# Directions
Reproduce the records below; each should match the original exactly.

# Provided records
#####

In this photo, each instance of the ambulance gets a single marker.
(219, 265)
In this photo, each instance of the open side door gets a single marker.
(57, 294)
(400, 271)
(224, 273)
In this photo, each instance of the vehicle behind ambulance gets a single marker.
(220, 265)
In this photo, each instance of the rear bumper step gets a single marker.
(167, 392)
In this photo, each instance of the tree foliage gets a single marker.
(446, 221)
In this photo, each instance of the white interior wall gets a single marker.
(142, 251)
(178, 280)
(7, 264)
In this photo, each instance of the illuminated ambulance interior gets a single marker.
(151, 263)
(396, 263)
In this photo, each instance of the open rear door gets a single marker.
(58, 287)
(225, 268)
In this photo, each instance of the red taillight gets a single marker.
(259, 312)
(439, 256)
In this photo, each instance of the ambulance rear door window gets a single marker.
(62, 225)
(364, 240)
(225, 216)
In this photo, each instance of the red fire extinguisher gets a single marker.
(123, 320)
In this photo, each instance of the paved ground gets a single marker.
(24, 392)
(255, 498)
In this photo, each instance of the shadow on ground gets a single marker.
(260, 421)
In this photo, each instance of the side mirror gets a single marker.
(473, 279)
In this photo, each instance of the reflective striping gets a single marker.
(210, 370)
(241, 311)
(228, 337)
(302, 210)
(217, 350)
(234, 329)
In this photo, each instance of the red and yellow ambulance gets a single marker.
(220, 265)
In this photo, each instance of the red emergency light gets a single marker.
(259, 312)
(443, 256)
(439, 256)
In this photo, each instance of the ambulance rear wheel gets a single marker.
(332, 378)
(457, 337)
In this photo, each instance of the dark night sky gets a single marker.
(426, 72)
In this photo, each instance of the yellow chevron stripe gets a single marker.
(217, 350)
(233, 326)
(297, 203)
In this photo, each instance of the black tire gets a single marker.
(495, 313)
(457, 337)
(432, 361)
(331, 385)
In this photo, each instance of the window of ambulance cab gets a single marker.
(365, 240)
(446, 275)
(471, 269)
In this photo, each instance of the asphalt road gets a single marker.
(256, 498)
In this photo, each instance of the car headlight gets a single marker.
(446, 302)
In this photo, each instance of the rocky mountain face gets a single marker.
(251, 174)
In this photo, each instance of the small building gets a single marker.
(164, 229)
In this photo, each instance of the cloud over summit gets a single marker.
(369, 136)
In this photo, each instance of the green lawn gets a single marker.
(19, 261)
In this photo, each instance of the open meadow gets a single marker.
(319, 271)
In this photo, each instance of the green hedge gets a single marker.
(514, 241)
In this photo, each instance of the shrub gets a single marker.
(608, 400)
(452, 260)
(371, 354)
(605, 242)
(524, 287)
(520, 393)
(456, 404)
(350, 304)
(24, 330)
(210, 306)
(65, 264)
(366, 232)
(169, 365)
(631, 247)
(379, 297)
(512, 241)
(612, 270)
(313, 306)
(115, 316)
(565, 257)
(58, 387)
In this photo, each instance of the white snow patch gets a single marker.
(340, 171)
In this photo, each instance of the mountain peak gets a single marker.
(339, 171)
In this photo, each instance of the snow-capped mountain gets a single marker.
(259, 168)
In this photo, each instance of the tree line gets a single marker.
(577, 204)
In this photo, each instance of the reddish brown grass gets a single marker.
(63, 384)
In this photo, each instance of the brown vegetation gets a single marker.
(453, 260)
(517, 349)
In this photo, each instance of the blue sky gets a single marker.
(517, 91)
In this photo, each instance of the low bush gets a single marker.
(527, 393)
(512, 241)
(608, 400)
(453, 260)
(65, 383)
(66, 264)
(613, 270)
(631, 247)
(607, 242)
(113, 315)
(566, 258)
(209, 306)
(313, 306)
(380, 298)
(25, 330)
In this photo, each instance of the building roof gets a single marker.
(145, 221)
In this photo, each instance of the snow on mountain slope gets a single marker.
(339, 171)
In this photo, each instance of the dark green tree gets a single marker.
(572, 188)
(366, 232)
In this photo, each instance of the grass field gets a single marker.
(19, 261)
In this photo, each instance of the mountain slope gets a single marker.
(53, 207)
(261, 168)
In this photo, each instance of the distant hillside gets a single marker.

#####

# Result of the task
In this photo, each instance of the ambulance gets a single marker.
(219, 265)
In this photo, each instance of the open side door gets a single marker.
(57, 294)
(400, 271)
(224, 273)
In this photo, each instance of the vehicle behind ambulance gets a single marker.
(220, 265)
In this photo, each instance of the rear bumper step gets a single marker.
(167, 392)
In this photo, each instance of the tree foliage gets a single marker.
(446, 221)
In this photo, each instance of the white interior wall gets a single marker.
(142, 251)
(178, 280)
(7, 264)
In this photo, each instance of the illuminated ambulance interior gets a single marker.
(151, 263)
(396, 263)
In this photo, each instance of the open rear door gets a single marker.
(58, 287)
(225, 268)
In this photo, each instance of the red taillight gets a single marker.
(259, 312)
(439, 256)
In this photo, each instance of the ambulance rear door window gets a single marker.
(62, 225)
(364, 240)
(225, 216)
In this photo, each instance of the red fire extinguisher gets a single marker.
(123, 320)
In this photo, each instance of the paved ground gets a single marker.
(24, 392)
(255, 498)
In this photo, each instance of the shadow on ground gets a single marker.
(260, 421)
In this photo, each instance of the side mirror gets a single marker.
(473, 279)
In this photo, each instance of the reflective striping gets a single marker.
(210, 370)
(241, 311)
(228, 337)
(302, 210)
(217, 350)
(234, 329)
In this photo, each instance of the red and yellow ambulance gets a single marker.
(220, 265)
In this photo, each instance of the red emergency light gets a single marker.
(259, 312)
(443, 256)
(439, 256)
In this photo, each instance of the ambulance rear wheel gets a single marker.
(332, 378)
(457, 337)
In this photo, each instance of the dark night sky gets a single marker.
(426, 72)
In this photo, each instance of the yellow chevron stripe gets a single marker.
(217, 350)
(233, 326)
(297, 203)
In this photo, each instance of the black tire gets a single marker.
(495, 313)
(457, 337)
(432, 361)
(331, 385)
In this photo, each instance of the window of ambulance cab gets a single marker.
(365, 240)
(446, 275)
(471, 269)
In this photo, each instance of the asphalt road gets a single marker.
(256, 498)
In this photo, each instance of the car headlight gets a single marker.
(446, 302)
In this photo, each instance of the rocky mountain face gets a single marker.
(251, 174)
In this photo, each instance of the small building gets a single marker.
(164, 229)
In this photo, each instance of the cloud over summit gets a single marker.
(369, 136)
In this photo, each instance of the green lawn gets a single marker.
(19, 261)
In this photo, each instance of the open meadow gets a single marker.
(319, 271)
In this photo, each instance of the green hedge gets a single marker.
(514, 241)
In this photo, each instance of the shrub gets a single marker.
(608, 400)
(452, 260)
(371, 354)
(605, 242)
(524, 287)
(520, 393)
(456, 404)
(350, 304)
(24, 330)
(210, 306)
(65, 264)
(366, 232)
(169, 365)
(631, 247)
(379, 297)
(512, 241)
(612, 270)
(313, 306)
(115, 316)
(565, 257)
(58, 387)
In this photo, each instance of the white snow patch gets a single marker.
(340, 171)
In this photo, each instance of the mountain peak gets a single marker.
(339, 171)
In this photo, each instance of the snow-capped mountain gets a single marker.
(259, 168)
In this photo, each instance of the tree line gets a single marker.
(577, 204)
In this photo, each instance of the reddish brown grass gets a single marker.
(63, 384)
In this photo, each instance of the brown vegetation gets a single marker.
(453, 260)
(517, 349)
In this photo, each instance of the blue sky gets a single marker.
(517, 91)
In this photo, each instance of the low bush gets a single marker.
(527, 393)
(512, 241)
(608, 400)
(453, 260)
(65, 383)
(66, 264)
(613, 270)
(631, 247)
(607, 242)
(113, 315)
(566, 258)
(209, 306)
(313, 306)
(380, 298)
(25, 330)
In this photo, each instance of the building roof gets a single marker.
(145, 221)
In this photo, each instance of the snow on mountain slope gets a single marker.
(339, 171)
In this photo, each instance of the dark green tree gets a single marker.
(572, 188)
(366, 232)
In this photo, each instance of the grass field gets a single marker.
(19, 261)
In this photo, each instance of the mountain slope gets a single marker.
(53, 207)
(261, 168)
In this photo, each instance of the distant hillside gets a single marker.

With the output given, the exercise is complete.